--- Information supplied ---

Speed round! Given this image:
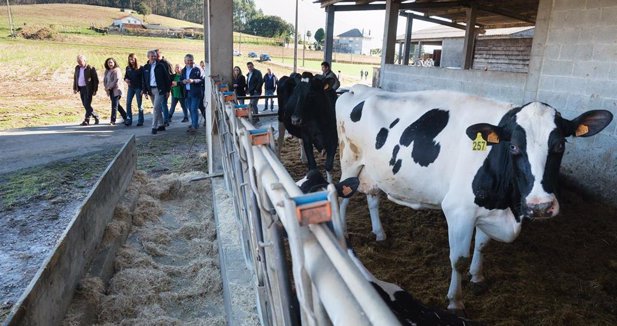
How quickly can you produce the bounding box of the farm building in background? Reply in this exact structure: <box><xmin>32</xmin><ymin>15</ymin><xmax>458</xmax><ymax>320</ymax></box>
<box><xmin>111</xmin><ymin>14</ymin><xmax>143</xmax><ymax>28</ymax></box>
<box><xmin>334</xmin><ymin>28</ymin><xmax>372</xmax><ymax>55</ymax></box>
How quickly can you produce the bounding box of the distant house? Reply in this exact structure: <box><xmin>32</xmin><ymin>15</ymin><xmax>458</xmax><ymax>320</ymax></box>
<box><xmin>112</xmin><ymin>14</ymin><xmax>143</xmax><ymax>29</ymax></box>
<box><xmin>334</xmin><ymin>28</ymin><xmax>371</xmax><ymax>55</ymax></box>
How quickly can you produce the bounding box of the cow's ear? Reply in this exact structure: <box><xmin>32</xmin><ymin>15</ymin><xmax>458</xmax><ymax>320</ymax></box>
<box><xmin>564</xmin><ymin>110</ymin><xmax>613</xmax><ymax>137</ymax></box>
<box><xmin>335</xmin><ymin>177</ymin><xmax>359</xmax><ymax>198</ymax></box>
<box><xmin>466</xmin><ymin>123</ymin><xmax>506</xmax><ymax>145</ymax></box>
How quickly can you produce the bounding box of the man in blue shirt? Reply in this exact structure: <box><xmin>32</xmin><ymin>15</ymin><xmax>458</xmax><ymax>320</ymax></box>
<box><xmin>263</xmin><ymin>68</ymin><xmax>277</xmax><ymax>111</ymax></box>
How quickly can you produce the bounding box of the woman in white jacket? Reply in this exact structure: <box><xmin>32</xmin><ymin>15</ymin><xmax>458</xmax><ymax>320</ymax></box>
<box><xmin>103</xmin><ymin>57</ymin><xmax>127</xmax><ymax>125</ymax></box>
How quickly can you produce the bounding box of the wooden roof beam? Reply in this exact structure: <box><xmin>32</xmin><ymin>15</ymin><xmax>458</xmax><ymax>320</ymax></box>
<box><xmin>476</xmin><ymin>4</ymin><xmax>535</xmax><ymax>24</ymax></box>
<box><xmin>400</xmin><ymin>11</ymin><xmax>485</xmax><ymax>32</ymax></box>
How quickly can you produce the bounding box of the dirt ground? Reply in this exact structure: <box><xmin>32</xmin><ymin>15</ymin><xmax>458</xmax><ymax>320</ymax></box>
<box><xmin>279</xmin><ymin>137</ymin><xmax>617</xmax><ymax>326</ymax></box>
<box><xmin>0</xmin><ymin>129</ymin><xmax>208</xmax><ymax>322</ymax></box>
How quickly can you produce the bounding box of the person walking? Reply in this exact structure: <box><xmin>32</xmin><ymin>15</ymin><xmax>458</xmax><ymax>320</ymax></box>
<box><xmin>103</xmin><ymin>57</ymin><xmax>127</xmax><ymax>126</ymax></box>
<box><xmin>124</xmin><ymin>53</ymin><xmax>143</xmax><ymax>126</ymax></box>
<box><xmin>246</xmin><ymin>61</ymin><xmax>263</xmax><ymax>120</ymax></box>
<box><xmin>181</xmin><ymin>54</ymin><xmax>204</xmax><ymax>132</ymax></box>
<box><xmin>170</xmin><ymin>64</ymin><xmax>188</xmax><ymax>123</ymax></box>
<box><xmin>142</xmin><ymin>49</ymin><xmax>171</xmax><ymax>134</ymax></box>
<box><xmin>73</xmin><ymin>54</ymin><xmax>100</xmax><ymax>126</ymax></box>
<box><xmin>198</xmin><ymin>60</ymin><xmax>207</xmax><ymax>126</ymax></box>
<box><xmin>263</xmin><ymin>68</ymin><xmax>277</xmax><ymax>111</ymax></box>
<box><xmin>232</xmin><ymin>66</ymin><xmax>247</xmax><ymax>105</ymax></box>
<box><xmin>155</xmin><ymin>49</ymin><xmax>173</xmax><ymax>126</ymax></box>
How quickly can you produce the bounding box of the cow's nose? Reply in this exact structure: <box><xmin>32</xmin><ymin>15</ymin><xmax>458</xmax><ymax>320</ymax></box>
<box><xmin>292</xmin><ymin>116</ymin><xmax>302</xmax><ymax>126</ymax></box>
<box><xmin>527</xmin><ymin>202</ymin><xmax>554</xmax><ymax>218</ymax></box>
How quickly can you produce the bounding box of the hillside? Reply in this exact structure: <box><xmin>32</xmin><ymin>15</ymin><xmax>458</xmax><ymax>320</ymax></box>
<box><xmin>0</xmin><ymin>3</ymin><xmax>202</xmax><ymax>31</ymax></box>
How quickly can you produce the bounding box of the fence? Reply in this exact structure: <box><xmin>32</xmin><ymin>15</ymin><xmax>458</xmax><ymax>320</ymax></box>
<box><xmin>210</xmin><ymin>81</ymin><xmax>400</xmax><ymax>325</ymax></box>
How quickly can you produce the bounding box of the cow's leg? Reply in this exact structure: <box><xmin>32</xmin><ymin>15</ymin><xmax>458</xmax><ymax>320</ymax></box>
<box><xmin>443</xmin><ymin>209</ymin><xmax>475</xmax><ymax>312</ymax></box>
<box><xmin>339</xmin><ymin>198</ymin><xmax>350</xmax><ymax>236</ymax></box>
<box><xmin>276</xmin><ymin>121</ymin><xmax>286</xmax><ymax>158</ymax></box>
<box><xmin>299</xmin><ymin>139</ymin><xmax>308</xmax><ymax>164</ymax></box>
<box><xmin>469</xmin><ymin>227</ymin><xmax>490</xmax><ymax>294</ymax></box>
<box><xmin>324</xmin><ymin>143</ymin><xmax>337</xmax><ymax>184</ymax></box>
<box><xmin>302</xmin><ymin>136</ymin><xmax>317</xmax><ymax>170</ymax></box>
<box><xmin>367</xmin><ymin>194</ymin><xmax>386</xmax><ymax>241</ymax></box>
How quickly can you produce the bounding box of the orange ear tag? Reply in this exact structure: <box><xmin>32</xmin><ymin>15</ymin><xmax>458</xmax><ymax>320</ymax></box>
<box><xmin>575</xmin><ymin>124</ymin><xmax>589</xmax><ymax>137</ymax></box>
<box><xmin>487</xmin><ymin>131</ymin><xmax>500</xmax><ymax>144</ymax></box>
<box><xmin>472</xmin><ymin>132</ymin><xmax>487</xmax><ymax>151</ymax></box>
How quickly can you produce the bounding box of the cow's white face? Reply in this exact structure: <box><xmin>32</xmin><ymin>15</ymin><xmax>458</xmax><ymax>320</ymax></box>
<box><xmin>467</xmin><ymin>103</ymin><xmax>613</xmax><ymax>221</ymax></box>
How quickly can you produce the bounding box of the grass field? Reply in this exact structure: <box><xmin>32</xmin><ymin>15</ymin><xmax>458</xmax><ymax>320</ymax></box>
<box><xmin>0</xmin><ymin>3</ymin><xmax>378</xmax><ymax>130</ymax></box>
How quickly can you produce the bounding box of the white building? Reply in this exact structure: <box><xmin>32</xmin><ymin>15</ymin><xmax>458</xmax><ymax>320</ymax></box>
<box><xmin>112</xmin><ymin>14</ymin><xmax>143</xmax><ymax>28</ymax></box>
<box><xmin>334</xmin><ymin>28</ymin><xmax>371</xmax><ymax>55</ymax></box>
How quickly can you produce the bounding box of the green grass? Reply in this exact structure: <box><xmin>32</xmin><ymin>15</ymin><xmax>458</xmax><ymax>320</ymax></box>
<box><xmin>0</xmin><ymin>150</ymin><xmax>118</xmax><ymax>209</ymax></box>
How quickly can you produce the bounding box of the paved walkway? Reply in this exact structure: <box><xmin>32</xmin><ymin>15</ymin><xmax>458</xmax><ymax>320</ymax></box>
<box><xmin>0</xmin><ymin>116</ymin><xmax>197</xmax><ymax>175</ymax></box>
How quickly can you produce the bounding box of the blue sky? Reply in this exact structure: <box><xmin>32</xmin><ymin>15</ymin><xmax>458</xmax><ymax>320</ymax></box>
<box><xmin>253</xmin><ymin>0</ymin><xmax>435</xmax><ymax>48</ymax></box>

---

- [Work to complete]:
Beginning with the line that contains "How quickly can you produce the bounding box of the white", output each line of the listing above through the last one, exactly and with nothing added.

- [Exercise output]:
How quickly can you produce the bounding box of the white building? Reply in this exact structure: <box><xmin>32</xmin><ymin>15</ymin><xmax>458</xmax><ymax>320</ymax></box>
<box><xmin>112</xmin><ymin>14</ymin><xmax>143</xmax><ymax>28</ymax></box>
<box><xmin>334</xmin><ymin>28</ymin><xmax>371</xmax><ymax>55</ymax></box>
How quickly can you produce the bounding box of the green grass? Reply in this exact structure: <box><xmin>32</xmin><ymin>15</ymin><xmax>458</xmax><ymax>320</ymax></box>
<box><xmin>0</xmin><ymin>150</ymin><xmax>118</xmax><ymax>209</ymax></box>
How quickly can you produce the bounding box of the paved walkway? Reply in this exact structure: <box><xmin>32</xmin><ymin>15</ymin><xmax>458</xmax><ymax>320</ymax></box>
<box><xmin>0</xmin><ymin>116</ymin><xmax>197</xmax><ymax>175</ymax></box>
How quickly can you produce the bounding box of the blue sky? Reply in this exact structure: <box><xmin>32</xmin><ymin>15</ymin><xmax>458</xmax><ymax>320</ymax></box>
<box><xmin>253</xmin><ymin>0</ymin><xmax>435</xmax><ymax>48</ymax></box>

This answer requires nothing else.